**TEXTO APRESENTADO**
+-------+
“Não se tratando de um lapso, só pode ser lido como uma provocação aos órgãos de governo próprio da região, porventura sendo conivente com interesses estranhos à data, aos madeirenses e aos portugueses em geral”, refere o executivo madeirense em nota de imprensa.

O Governo Regional (PSD/CDS-PP), liderado pelo social-democrata Miguel Albuquerque, indica ter sido convidado para as celebrações do 10 de Junho que vão decorrer em Braga, “onde a Madeira tem algumas dezenas de estudantes”, mas não para as cerimónias que irão ocorrer em Londres, no Reino Unido, onde os madeirenses representam “cerca de um terço” da comunidade portuguesa residente.

A nota do executivo regional refere que a atitude da Presidência da República é “pouco compreensível” e sublinha que os madeirenses constituem a comunidade portuguesa “mais antiga, maior e mais relevante” no Reino Unido, do ponto de vista social, económico e cultural.

O governo liderado por Miguel Albuquerque considera que o Presidente da República, Marcelo Rebelo de Sousa, comprovou ter “absoluta consciência da dimensão agregadora” da data, quando anunciou em 2019 que as celebrações do dia 10 de Junho seriam no ano seguinte, 2020, seriam na Madeira e num destino de emigração madeirense (África do Sul).

“O dia 10 de Junho é por excelência o dia em que se celebra a portugalidade e a coesão nacional, porque é o dia da Nação Portuguesa, das nossas comunidades espalhadas pelo mundo e do símbolo maior da nossa Língua”, refere a nota, acrescentando: “O senhor Presidente da República, ao longo do seu mandato, deu início a uma inovadora forma de assinalar o 10 de Junho, repartindo entre comemorações em território nacional e junto das nossas comunidades.”

Por isso, o Governo Regional da Madeira afirma ser “pouco compreensível” ter sido convidado para participar apenas nas cerimónias em Braga e classifica como “provocação” a ausência de convite para estar presente em Londres.

As comemorações oficiais do Dia de Portugal, de Camões e das Comunidades Portuguesas arrancam hoje de manhã em Braga com o içar da bandeira nacional, na presença do Presidente da República, Marcelo Rebelo de Sousa.
+-------+
**MATERIAL**
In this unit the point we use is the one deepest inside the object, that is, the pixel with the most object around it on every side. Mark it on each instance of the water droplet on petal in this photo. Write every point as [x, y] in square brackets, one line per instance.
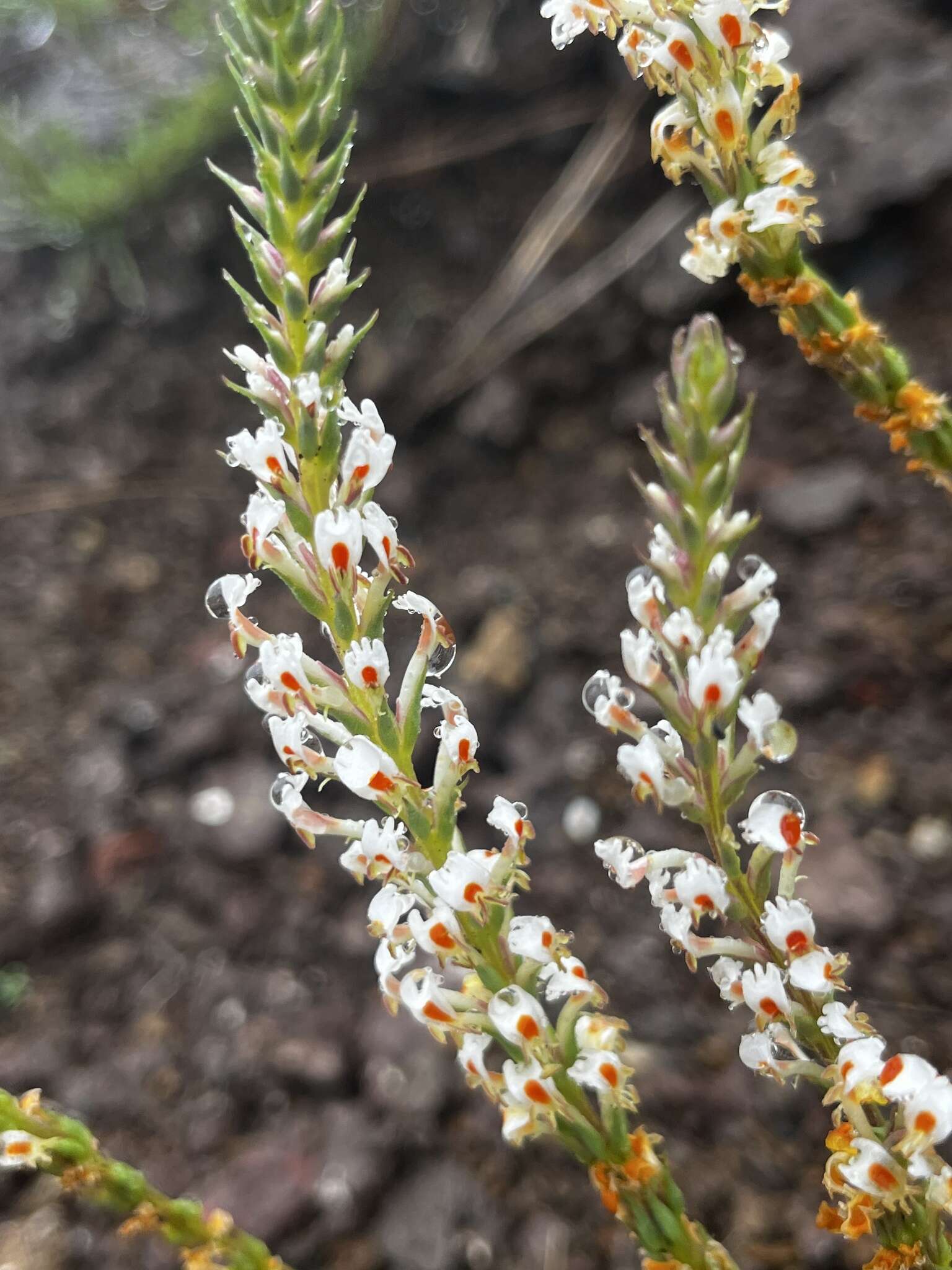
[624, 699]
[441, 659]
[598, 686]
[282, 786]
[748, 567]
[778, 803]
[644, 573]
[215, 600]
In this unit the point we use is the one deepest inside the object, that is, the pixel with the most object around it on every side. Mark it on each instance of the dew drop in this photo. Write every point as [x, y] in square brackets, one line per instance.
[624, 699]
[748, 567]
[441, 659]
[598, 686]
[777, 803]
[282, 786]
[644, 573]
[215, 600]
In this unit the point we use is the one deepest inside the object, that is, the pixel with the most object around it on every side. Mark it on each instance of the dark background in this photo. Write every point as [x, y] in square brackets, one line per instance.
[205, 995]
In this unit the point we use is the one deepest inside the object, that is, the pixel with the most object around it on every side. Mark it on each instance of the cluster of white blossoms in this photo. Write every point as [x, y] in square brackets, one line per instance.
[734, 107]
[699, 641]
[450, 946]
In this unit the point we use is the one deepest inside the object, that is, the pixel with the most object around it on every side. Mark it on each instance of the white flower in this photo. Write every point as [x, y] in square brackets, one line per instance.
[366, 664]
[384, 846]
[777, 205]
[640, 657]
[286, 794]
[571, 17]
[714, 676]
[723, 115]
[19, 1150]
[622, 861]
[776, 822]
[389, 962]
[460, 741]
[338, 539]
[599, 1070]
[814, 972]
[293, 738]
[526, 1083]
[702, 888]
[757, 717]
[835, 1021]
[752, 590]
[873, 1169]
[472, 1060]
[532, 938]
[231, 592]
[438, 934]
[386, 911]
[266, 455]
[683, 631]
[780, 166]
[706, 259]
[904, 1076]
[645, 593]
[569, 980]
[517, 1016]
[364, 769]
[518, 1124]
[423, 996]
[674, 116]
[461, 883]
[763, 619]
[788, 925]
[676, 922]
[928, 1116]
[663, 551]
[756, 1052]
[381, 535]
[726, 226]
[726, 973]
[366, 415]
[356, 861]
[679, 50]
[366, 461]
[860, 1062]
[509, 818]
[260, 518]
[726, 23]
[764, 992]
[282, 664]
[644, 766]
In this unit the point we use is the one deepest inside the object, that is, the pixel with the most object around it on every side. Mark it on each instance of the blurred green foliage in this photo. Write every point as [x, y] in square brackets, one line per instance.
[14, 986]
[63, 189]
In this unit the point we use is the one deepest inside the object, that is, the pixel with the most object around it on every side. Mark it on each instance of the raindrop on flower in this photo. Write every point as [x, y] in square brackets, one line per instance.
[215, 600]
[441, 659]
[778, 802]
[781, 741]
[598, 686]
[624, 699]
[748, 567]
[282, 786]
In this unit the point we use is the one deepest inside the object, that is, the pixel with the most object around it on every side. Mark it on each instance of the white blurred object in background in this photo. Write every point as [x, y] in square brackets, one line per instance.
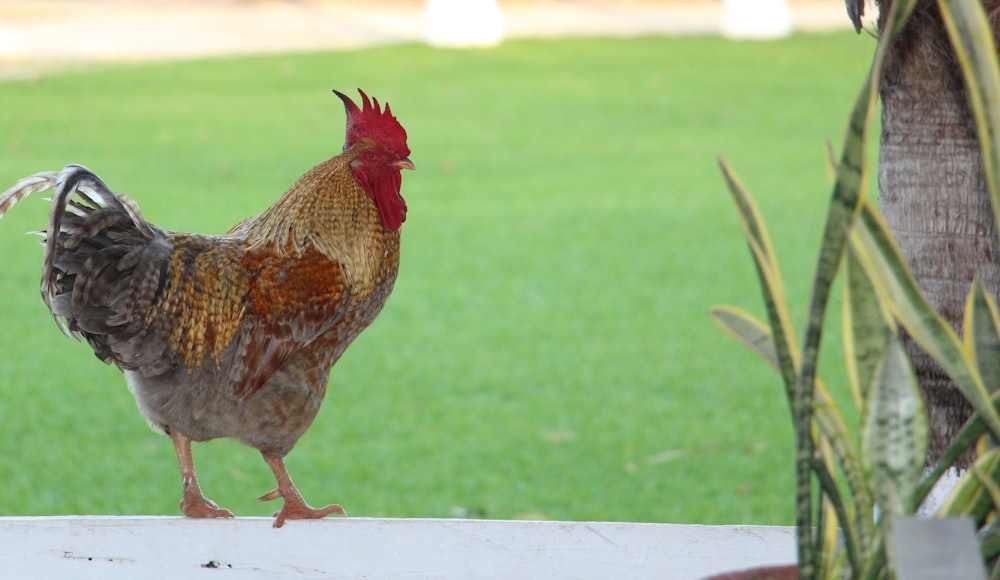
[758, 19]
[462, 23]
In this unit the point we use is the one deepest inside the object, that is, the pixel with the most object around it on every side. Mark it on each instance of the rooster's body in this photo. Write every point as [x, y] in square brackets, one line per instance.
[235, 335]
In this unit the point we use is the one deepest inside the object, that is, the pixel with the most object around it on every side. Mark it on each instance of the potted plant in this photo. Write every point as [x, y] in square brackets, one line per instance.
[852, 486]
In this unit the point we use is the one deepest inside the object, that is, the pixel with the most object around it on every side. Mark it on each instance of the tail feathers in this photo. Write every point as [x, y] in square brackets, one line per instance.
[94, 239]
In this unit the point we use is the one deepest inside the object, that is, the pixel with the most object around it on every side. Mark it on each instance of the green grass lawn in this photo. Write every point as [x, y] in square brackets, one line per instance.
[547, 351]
+-------+
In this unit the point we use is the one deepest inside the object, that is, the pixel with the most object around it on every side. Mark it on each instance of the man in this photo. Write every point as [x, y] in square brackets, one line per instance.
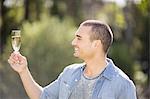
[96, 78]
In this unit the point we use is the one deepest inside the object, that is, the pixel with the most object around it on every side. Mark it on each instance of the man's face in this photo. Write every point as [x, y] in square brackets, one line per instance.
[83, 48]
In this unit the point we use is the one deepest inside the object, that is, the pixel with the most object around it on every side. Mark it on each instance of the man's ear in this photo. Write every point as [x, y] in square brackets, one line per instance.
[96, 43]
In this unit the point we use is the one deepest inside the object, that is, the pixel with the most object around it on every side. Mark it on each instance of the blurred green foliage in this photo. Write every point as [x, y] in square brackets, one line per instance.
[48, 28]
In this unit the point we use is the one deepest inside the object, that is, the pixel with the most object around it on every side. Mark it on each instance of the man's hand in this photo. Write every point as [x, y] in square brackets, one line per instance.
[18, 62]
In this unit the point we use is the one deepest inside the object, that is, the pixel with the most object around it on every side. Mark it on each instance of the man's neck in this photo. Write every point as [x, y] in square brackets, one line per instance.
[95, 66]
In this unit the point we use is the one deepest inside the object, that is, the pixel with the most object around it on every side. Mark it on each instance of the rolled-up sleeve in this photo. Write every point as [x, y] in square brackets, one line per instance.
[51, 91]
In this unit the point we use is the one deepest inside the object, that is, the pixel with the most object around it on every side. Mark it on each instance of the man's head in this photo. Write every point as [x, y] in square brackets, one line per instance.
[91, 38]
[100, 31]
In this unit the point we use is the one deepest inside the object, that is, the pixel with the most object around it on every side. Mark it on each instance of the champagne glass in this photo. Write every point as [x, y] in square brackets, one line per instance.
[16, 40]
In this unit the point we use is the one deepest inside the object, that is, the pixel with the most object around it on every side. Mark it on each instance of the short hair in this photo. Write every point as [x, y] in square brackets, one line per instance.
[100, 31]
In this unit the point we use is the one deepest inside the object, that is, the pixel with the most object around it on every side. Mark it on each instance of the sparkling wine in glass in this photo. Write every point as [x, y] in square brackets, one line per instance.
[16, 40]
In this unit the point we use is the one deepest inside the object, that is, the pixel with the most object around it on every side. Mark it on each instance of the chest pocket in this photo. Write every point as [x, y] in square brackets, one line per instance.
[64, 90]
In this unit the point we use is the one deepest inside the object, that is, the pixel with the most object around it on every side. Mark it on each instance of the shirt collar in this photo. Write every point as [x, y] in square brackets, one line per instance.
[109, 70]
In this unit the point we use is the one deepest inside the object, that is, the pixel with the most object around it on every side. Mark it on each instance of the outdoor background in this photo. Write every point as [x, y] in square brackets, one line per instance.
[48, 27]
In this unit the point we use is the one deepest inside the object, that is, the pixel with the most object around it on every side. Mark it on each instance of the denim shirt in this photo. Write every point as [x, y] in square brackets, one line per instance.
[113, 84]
+-------+
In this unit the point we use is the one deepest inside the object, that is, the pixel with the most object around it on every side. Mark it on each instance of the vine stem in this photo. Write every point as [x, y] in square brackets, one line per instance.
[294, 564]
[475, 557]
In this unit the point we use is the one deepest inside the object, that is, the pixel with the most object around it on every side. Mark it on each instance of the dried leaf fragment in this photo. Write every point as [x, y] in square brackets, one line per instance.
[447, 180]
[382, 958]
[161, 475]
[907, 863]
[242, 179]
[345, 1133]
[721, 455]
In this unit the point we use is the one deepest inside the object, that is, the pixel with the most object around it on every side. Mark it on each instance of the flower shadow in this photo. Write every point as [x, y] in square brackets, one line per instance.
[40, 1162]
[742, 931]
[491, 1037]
+-------+
**AS SUAS TAREFAS**
- a) Reescreva de forma mais breve o parágrafo da notícia que começa por "O Governo Regional (PSD/CDS-PP)", mantendo os factos principais.
- b) Enumere todos os nomes de lugares geográficos (cidades, regiões e países) referidos na notícia, sem contar os que fazem parte do nome oficial do feriado.
O material não tem qualquer relação com a notícia.

**RESPOSTAS ESCRITAS**
- a) O Governo Regional da Madeira (PSD/CDS-PP), liderado por Miguel Albuquerque, diz ter sido convidado para as celebrações do 10 de Junho em Braga, onde a Madeira tem algumas dezenas de estudantes. Não foi convidado para as cerimónias em Londres, onde os madeirenses representam cerca de um terço da comunidade portuguesa residente.

- b) Braga, Londres, Reino Unido, Madeira, África do Sul